# AIM
Reproduce the following items verbatim, beginning with the line containing "Every instance of the dining" and continuing through the line containing "Query: kiwi slice on fork", both inclusive. Omit the pictures from the output.

# RECORDS FOR THE TASK
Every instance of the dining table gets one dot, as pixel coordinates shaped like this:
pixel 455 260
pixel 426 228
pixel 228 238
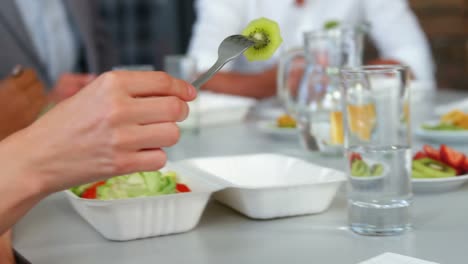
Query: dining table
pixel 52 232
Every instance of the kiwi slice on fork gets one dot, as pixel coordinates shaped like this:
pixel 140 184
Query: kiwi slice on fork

---

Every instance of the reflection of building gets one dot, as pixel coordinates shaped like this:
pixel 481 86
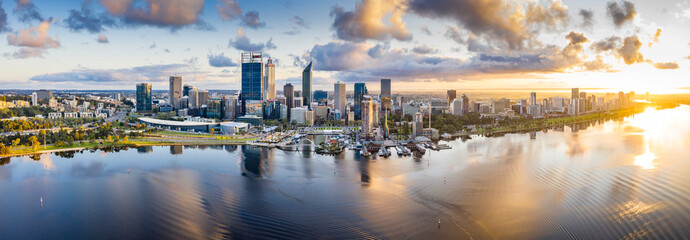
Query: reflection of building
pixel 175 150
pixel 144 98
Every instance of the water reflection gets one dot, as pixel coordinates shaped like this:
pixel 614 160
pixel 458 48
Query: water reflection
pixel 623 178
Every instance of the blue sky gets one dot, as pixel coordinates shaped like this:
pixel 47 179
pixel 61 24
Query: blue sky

# EXPECTED OUTPUT
Every instance of the dining table gets one dot, as pixel coordinates shaped like this:
pixel 455 260
pixel 426 228
pixel 228 238
Query: dining table
pixel 52 232
Every instance of the kiwi slice on fork gets one dot, as pixel coordinates shaped like this:
pixel 140 184
Query: kiwi slice on fork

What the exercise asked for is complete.